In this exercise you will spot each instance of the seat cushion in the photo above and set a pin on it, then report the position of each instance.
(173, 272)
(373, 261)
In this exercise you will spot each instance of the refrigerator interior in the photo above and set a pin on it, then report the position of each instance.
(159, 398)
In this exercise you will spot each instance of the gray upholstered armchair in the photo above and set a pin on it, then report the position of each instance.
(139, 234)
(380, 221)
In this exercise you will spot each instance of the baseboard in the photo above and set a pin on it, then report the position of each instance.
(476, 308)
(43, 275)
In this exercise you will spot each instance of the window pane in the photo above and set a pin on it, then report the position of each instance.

▸ YOUR INSTRUCTIONS: Would you please copy the whole listing exactly as given?

▸ RESPONSE BELOW:
In this exercise you will spot each instance of the seat cushion in the photo above and set a pin on it, then report the position of each instance.
(173, 272)
(373, 261)
In this exercise you will spot each instance of the refrigerator interior in the photo above and set a pin on it, then report the position of each instance.
(159, 398)
In this exercise you will spot each instance of the gray upholstered armchair in the photo above and set a pin on it, then report the position of each instance.
(139, 234)
(380, 221)
In this exercise you will spot each instance of the baseboard in the photo above and set a pin on it, then report the position of each instance.
(476, 308)
(43, 275)
In this exercise you will spot each instance of the window pane in the photo above and set a pin on it, then report the position of each instance.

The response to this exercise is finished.